*Goal of the exercise*: Reproduce the data below, starting at its beginning and ending at the line containing "box: [281, 120, 323, 144]", substituting "coarse mask" for "rough mask" and changing nothing else. Leave the pictures out of your answer.

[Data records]
....

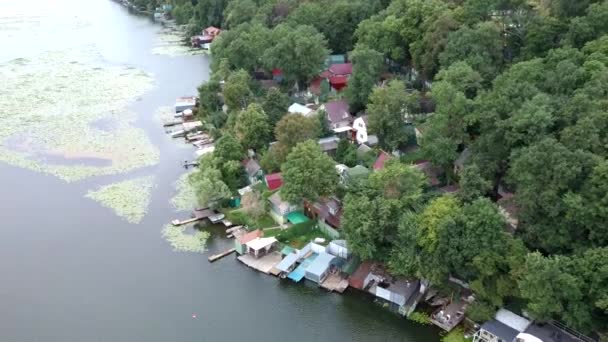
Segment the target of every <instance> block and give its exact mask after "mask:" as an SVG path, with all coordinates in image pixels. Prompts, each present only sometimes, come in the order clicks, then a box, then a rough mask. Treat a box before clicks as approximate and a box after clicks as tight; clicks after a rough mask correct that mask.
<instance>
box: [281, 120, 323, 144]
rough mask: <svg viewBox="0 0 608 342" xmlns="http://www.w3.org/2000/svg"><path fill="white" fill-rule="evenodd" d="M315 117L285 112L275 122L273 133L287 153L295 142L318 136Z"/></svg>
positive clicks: (318, 122)
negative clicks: (275, 126) (288, 113)
mask: <svg viewBox="0 0 608 342" xmlns="http://www.w3.org/2000/svg"><path fill="white" fill-rule="evenodd" d="M319 129H320V128H319V122H318V120H316V118H315V117H314V116H313V117H306V116H304V115H300V114H287V115H285V116H284V117H283V118H282V119H281V120H279V122H278V123H277V125H276V127H275V129H274V134H275V136H276V138H277V142H278V143H279V144H281V146H282V147H284V148H285V149H286V151H287V153H289V152H290V151H291V149H292V148H293V147H295V146H296V145H297V144H299V143H301V142H304V141H306V140H310V139H316V138H317V137H318V136H319Z"/></svg>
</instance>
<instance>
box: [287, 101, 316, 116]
mask: <svg viewBox="0 0 608 342" xmlns="http://www.w3.org/2000/svg"><path fill="white" fill-rule="evenodd" d="M287 111H288V112H289V113H290V114H300V115H303V116H306V117H308V116H311V115H312V114H313V112H314V111H313V110H312V109H310V108H308V107H306V106H304V105H301V104H299V103H294V104H292V105H291V106H289V108H288V109H287Z"/></svg>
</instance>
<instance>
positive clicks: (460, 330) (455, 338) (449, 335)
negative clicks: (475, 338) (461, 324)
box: [441, 327, 473, 342]
mask: <svg viewBox="0 0 608 342" xmlns="http://www.w3.org/2000/svg"><path fill="white" fill-rule="evenodd" d="M471 341H473V339H472V338H466V337H465V336H464V329H462V327H457V328H455V329H454V330H452V331H450V332H449V333H447V334H446V335H444V336H443V337H442V338H441V342H471Z"/></svg>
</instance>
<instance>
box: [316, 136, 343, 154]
mask: <svg viewBox="0 0 608 342" xmlns="http://www.w3.org/2000/svg"><path fill="white" fill-rule="evenodd" d="M338 142H340V138H338V137H336V136H332V137H327V138H321V139H319V146H320V147H321V150H322V151H323V152H328V151H333V150H336V149H337V148H338Z"/></svg>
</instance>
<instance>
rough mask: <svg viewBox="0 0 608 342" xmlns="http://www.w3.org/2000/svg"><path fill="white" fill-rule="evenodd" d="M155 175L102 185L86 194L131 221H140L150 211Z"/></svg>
mask: <svg viewBox="0 0 608 342" xmlns="http://www.w3.org/2000/svg"><path fill="white" fill-rule="evenodd" d="M153 187H154V176H148V177H142V178H136V179H131V180H127V181H123V182H118V183H114V184H109V185H103V186H100V187H99V188H98V189H97V190H91V191H89V192H88V193H87V194H86V197H87V198H90V199H92V200H94V201H97V202H99V203H100V204H101V205H102V206H104V207H106V208H110V209H112V210H113V211H114V213H116V215H118V216H120V217H122V218H124V219H126V220H127V221H128V222H130V223H139V222H141V220H142V219H143V218H144V216H145V215H146V213H147V212H148V206H149V204H150V197H151V194H152V188H153Z"/></svg>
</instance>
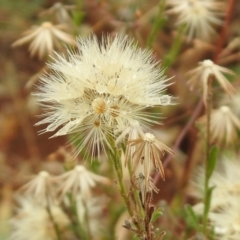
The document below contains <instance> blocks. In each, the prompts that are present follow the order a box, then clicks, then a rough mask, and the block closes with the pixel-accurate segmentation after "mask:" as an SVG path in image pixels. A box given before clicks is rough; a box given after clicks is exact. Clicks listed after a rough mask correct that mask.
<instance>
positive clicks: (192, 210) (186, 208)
mask: <svg viewBox="0 0 240 240" xmlns="http://www.w3.org/2000/svg"><path fill="white" fill-rule="evenodd" d="M184 210H185V213H186V219H185V220H186V222H187V225H188V226H189V227H192V228H194V229H195V230H198V229H199V217H198V216H197V215H196V214H195V212H194V211H193V209H192V206H191V205H189V204H187V205H185V206H184Z"/></svg>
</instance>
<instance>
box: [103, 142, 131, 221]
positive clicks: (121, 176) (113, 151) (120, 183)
mask: <svg viewBox="0 0 240 240" xmlns="http://www.w3.org/2000/svg"><path fill="white" fill-rule="evenodd" d="M112 149H113V152H112V151H111V150H110V151H109V153H110V154H109V155H108V157H109V158H110V159H111V160H112V162H113V166H114V169H115V171H116V174H117V177H118V186H119V190H120V193H121V196H122V197H123V200H124V202H125V205H126V207H127V210H128V213H129V215H130V216H131V217H133V216H134V214H133V210H132V209H131V206H130V202H129V200H128V197H127V193H126V189H125V186H124V184H123V173H122V163H121V160H120V156H119V153H118V151H117V149H116V147H115V146H114V143H113V144H112Z"/></svg>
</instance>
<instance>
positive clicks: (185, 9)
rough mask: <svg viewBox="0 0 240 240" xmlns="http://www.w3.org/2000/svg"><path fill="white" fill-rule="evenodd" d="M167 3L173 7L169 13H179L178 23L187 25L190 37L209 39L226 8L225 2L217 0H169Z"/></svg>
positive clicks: (214, 31) (220, 22)
mask: <svg viewBox="0 0 240 240" xmlns="http://www.w3.org/2000/svg"><path fill="white" fill-rule="evenodd" d="M166 4H167V5H169V6H170V7H171V9H169V10H168V11H167V13H169V14H176V15H178V21H177V25H186V28H187V31H188V39H192V38H193V37H197V38H201V39H204V40H209V39H210V37H211V36H212V34H213V33H215V30H214V26H216V25H220V24H221V23H222V20H221V17H222V16H223V15H224V10H225V8H224V2H223V1H215V0H167V2H166Z"/></svg>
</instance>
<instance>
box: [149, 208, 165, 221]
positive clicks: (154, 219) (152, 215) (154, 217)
mask: <svg viewBox="0 0 240 240" xmlns="http://www.w3.org/2000/svg"><path fill="white" fill-rule="evenodd" d="M162 214H163V213H162V209H161V208H157V209H156V210H155V211H154V212H153V214H152V217H151V223H154V222H155V221H156V220H157V219H158V218H159V217H161V216H162Z"/></svg>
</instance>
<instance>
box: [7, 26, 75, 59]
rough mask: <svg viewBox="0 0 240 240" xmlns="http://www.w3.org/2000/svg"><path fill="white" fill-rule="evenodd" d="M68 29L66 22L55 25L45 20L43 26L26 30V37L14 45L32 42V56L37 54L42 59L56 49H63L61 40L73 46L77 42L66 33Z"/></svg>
mask: <svg viewBox="0 0 240 240" xmlns="http://www.w3.org/2000/svg"><path fill="white" fill-rule="evenodd" d="M67 29H68V28H67V26H66V25H64V24H59V25H53V24H52V23H51V22H44V23H42V24H41V26H33V27H32V28H31V29H30V30H28V31H26V32H24V33H23V35H24V37H22V38H20V39H18V40H17V41H15V42H14V43H13V44H12V47H18V46H21V45H23V44H26V43H30V46H29V51H30V54H31V56H34V55H37V56H38V57H39V58H40V59H41V58H43V57H44V56H46V55H49V54H52V53H53V50H54V49H62V44H61V42H64V43H67V44H69V45H73V46H74V45H75V44H76V43H75V41H74V39H73V37H72V35H70V34H68V33H66V31H67Z"/></svg>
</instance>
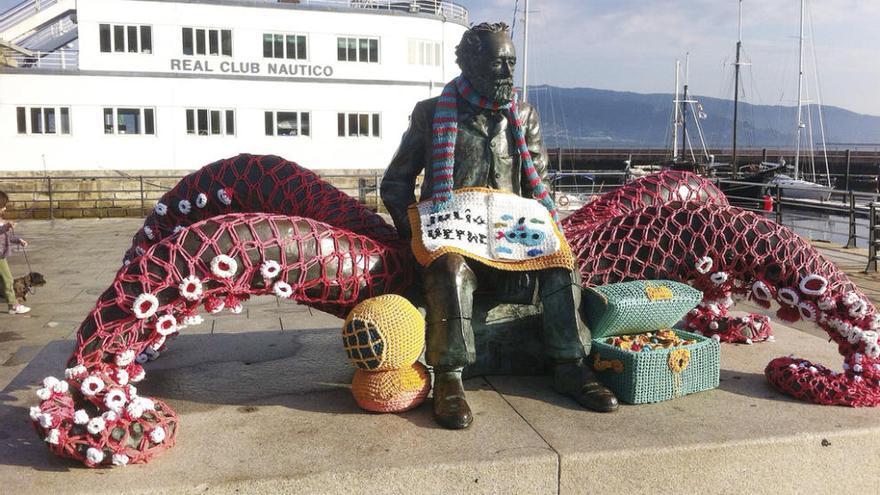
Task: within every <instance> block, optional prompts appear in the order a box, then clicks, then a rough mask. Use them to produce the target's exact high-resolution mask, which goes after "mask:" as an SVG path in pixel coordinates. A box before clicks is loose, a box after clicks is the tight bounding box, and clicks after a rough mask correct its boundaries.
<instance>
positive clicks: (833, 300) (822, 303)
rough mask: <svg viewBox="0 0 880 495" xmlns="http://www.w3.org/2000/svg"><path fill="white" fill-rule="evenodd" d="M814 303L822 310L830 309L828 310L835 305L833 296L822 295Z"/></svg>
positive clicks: (827, 309)
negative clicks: (821, 296) (823, 296)
mask: <svg viewBox="0 0 880 495" xmlns="http://www.w3.org/2000/svg"><path fill="white" fill-rule="evenodd" d="M816 304H817V305H818V306H819V309H821V310H822V311H830V310H832V309H834V307H835V306H837V303H836V302H834V298H833V297H823V298H821V299H819V300H818V301H816Z"/></svg>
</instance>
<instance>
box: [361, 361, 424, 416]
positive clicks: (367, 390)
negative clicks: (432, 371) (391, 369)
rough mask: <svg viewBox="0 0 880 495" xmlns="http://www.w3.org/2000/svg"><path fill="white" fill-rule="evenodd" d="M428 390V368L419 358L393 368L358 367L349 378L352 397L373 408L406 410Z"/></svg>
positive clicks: (377, 410)
mask: <svg viewBox="0 0 880 495" xmlns="http://www.w3.org/2000/svg"><path fill="white" fill-rule="evenodd" d="M430 391H431V379H430V377H429V376H428V369H427V368H425V365H423V364H422V363H419V362H416V363H414V364H411V365H409V366H406V367H404V368H401V369H397V370H388V371H364V370H361V369H358V370H355V372H354V378H353V379H352V381H351V393H352V395H354V400H355V401H356V402H357V404H358V405H359V406H360V407H362V408H363V409H366V410H367V411H373V412H402V411H407V410H409V409H412V408H414V407H416V406H418V405H419V404H421V403H422V401H424V400H425V397H427V396H428V392H430Z"/></svg>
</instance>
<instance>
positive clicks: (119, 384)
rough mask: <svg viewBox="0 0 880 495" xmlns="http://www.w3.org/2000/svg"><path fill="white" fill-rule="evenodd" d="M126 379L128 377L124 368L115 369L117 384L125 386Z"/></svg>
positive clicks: (127, 382)
mask: <svg viewBox="0 0 880 495" xmlns="http://www.w3.org/2000/svg"><path fill="white" fill-rule="evenodd" d="M128 379H129V377H128V372H127V371H125V370H124V369H121V368H120V369H118V370H116V383H117V384H119V385H122V386H125V385H126V384H128Z"/></svg>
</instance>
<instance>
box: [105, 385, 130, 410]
mask: <svg viewBox="0 0 880 495" xmlns="http://www.w3.org/2000/svg"><path fill="white" fill-rule="evenodd" d="M126 402H128V398H127V397H126V396H125V391H123V390H122V389H119V388H114V389H111V390H109V391H107V395H105V396H104V405H105V406H107V409H110V410H111V411H115V412H117V413H118V412H119V411H121V410H122V408H123V407H125V403H126Z"/></svg>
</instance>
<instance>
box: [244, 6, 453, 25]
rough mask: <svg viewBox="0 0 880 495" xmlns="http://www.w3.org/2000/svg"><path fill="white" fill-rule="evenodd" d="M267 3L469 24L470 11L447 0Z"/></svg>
mask: <svg viewBox="0 0 880 495" xmlns="http://www.w3.org/2000/svg"><path fill="white" fill-rule="evenodd" d="M259 1H261V2H265V3H291V4H299V5H304V6H315V7H337V8H353V9H368V10H387V11H397V12H410V13H412V14H430V15H436V16H440V17H443V18H445V19H448V20H452V21H458V22H461V23H463V24H465V25H466V24H467V23H468V11H467V9H466V8H464V7H463V6H461V5H458V4H456V3H453V2H447V1H445V0H259Z"/></svg>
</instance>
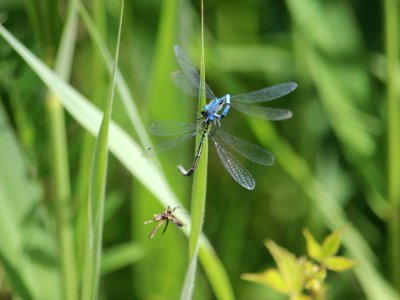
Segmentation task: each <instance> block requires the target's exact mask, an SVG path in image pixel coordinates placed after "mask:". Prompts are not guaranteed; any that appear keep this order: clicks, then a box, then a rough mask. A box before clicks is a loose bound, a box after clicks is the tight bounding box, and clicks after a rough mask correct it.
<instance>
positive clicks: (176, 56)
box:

....

*Answer to this problem*:
Segment the target of every <instance> block and give its exact mask after "mask:" as an SVG path, with all coordinates in image pixels. Prompts, each present only sometimes, come in the order clicks, then a box, then a coarse mask. Treat a box before clicks as approximate and a box after clicks as tight; clicks after a coarse mask correct that mask.
<instance>
box: [281, 120, 323, 144]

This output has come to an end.